++++ Source ++++
This is the government agency that has the biggest role in ensuring
that the true will of the people is reflected in the choice of the
officials who will lead them.
For several decades now, our country has been notorious for
the anomalies that have characterized the process of electing our
leaders. Charges of vote-buying, results tampering, threats, intimidation,
bribery, use of the Three G's, or Guns, Goons and Gold, and other
forms of corrupt practices and cheating have hounded the elections,
not only in the urban centers, but even in the most distant hinterland
puroks and barangays.
Of course, our election laws provide for the filing of protests
against perceived anomalies committed during elections, but, sadly,
few of them prosper, and those which actually do are also perceived
to have done so because of more bribery and corruption, in which
the Commission on Election officials themselves are often suspect.
++++
_Brief 1_
Based on the election passage, state whether each statement agrees with it, answering yes or no and quoting the deciding words: (a) Few election protests prosper. (b) The anomalies occur only in urban centers. (c) The Three G's are Guns, Goons and Gold.
_Brief 2_
According to the election passage, what do election laws provide for?
_Brief 3_
Reproduce the election passage word for word between "This is the" and "puroks and barangays.", inclusive.
++++ Material ++++
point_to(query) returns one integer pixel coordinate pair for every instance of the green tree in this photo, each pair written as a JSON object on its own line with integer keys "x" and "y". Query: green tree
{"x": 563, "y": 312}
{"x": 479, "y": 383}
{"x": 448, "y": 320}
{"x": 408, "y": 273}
++++
_Reply 1_
(a) Yes: "few of them prosper"
(b) No: "not only in the urban centers, but even in the most distant hinterland puroks and barangays"
(c) Yes: "the Three G's, or Guns, Goons and Gold"

_Reply 2_
The filing of protests against perceived anomalies committed during elections.

_Reply 3_
This is the government agency that has the biggest role in ensuring
that the true will of the people is reflected in the choice of the
officials who will lead them.
For several decades now, our country has been notorious for
the anomalies that have characterized the process of electing our
leaders. Charges of vote-buying, results tampering, threats, intimidation,
bribery, use of the Three G's, or Guns, Goons and Gold, and other
forms of corrupt practices and cheating have hounded the elections,
not only in the urban centers, but even in the most distant hinterland
puroks and barangays.